-- MATERIAL SUPPLIED follows --
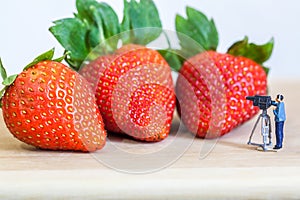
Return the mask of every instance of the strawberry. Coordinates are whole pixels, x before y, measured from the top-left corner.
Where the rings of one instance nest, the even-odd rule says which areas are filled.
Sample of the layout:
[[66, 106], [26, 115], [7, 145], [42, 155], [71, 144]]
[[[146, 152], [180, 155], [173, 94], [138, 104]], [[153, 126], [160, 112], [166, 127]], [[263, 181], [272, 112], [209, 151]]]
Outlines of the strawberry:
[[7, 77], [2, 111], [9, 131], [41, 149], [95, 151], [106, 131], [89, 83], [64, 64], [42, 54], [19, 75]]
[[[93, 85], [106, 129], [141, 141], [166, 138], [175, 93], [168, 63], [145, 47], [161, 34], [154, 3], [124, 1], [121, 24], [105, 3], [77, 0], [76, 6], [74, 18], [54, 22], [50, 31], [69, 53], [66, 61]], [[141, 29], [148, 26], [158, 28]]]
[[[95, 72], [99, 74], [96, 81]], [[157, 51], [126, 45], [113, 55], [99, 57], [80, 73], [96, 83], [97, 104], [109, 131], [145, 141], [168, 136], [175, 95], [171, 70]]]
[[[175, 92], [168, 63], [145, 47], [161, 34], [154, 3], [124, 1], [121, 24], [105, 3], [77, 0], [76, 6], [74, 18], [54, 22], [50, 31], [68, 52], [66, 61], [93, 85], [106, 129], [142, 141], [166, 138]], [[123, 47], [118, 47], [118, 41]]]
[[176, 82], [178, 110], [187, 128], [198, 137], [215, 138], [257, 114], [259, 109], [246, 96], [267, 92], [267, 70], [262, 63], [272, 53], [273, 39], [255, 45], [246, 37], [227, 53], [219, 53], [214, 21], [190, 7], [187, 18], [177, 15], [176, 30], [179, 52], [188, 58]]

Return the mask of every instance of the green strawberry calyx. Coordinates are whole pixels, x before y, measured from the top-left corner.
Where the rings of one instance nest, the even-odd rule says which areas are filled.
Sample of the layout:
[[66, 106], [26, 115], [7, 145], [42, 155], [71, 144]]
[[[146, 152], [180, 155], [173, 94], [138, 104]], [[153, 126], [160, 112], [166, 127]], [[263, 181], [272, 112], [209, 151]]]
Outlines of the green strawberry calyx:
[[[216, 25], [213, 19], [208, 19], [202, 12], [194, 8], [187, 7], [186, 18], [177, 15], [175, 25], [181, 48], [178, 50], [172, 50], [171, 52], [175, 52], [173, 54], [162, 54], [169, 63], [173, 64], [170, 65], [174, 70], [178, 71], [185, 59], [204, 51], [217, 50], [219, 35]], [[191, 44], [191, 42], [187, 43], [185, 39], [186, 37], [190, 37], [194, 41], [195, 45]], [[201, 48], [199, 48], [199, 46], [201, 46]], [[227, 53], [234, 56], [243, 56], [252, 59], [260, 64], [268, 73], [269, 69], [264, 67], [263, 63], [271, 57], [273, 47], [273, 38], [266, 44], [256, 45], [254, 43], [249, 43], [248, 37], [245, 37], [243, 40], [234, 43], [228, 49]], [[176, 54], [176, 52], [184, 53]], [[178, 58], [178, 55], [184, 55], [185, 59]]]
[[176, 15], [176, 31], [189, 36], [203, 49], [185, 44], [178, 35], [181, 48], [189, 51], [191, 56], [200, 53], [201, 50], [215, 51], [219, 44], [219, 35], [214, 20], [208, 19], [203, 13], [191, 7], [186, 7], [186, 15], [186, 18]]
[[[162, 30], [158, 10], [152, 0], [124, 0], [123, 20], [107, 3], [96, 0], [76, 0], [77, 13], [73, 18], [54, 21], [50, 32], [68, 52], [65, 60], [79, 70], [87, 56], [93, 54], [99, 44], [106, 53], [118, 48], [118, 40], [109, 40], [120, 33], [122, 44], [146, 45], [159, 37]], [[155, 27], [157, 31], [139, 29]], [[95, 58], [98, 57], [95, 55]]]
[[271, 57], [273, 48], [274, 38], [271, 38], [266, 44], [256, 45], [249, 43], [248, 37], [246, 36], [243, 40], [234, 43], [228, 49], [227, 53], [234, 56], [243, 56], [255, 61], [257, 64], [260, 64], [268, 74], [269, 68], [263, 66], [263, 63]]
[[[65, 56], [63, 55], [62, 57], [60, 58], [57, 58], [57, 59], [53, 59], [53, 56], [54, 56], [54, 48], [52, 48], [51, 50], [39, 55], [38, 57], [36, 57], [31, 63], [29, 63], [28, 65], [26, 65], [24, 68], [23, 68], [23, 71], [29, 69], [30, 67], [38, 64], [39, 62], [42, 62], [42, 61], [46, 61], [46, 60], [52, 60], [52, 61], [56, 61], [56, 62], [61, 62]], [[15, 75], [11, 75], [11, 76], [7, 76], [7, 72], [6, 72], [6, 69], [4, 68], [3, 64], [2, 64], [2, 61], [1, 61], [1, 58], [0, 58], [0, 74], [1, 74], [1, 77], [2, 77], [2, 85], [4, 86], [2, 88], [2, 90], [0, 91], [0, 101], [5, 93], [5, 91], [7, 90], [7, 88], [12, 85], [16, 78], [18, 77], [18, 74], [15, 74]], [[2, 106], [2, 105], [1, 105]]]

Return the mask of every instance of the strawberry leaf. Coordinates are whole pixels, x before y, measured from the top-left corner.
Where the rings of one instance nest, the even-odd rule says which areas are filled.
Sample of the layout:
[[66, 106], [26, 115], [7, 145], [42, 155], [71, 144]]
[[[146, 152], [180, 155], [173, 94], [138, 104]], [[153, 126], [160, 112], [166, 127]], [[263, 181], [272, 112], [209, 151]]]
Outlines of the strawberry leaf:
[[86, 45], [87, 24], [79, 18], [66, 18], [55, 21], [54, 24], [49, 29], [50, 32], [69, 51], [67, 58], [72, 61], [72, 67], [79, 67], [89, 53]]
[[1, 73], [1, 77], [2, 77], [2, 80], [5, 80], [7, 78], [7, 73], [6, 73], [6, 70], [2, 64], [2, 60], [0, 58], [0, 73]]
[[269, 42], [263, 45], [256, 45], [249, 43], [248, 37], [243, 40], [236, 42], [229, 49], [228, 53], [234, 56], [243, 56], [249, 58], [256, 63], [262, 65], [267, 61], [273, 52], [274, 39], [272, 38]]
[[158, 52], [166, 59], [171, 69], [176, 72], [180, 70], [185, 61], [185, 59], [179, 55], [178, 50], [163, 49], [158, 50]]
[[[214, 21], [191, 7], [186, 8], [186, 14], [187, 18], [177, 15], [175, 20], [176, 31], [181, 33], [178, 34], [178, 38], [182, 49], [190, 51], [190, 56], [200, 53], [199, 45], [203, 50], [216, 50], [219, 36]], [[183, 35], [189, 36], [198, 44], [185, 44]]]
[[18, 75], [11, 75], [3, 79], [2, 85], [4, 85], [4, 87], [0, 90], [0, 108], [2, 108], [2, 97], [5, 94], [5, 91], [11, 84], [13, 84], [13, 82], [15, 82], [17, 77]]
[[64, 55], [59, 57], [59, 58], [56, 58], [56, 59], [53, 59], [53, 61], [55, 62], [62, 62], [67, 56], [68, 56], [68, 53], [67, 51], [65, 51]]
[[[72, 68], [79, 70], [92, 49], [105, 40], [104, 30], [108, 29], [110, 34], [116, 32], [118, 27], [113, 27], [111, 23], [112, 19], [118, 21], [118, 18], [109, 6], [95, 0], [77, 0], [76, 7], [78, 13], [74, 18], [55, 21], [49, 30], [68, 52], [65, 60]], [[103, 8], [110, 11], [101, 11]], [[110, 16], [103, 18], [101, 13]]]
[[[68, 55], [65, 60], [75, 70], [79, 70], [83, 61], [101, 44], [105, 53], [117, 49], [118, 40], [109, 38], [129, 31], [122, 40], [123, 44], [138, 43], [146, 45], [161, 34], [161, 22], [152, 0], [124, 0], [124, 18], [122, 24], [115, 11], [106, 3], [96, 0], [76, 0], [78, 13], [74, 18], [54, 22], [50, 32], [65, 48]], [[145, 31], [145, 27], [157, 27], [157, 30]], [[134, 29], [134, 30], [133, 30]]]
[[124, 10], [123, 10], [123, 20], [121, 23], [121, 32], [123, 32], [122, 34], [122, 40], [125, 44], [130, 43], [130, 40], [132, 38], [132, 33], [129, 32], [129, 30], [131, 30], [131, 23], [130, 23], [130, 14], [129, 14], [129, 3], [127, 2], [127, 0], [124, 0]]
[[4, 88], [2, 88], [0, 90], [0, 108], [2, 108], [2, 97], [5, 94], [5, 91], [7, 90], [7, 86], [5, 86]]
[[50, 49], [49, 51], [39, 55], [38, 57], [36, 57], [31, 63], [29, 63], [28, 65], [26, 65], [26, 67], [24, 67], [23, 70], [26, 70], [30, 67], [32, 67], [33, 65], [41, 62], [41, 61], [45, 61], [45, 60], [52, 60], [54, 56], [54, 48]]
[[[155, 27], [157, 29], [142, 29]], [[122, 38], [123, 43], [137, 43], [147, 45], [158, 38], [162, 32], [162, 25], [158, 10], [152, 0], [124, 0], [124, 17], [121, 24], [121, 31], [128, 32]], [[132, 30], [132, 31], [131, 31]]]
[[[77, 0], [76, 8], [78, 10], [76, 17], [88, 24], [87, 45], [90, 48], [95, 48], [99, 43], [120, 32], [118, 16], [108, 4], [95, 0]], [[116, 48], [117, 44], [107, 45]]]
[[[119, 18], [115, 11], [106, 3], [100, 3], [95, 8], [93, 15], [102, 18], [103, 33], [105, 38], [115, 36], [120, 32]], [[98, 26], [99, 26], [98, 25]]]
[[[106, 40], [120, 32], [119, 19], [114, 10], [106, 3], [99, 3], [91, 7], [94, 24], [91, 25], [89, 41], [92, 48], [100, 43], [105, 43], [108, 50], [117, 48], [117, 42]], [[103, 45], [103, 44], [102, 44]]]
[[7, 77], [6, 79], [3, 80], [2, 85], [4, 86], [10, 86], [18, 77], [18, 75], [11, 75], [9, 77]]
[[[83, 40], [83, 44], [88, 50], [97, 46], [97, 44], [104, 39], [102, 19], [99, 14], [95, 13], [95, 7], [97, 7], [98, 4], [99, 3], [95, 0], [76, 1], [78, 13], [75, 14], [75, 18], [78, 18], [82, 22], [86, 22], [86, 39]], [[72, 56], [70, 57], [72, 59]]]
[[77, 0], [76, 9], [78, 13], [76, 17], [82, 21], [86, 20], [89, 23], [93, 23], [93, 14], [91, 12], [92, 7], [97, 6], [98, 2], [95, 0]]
-- MATERIAL SUPPLIED concluded --
Take every line from the records that holds "mask" and copy it down.

Return the mask of every instance of the strawberry. Coordinates are whole pixels, x before y, measured from the top-left corner.
Return the mask of every instance of the green strawberry calyx. Coordinates are whole pixels, x before y, measured from the top-left corner.
Return the mask of every instance of the strawberry leaf. Coordinates are whole pixels, x before y, measured from the top-left corner.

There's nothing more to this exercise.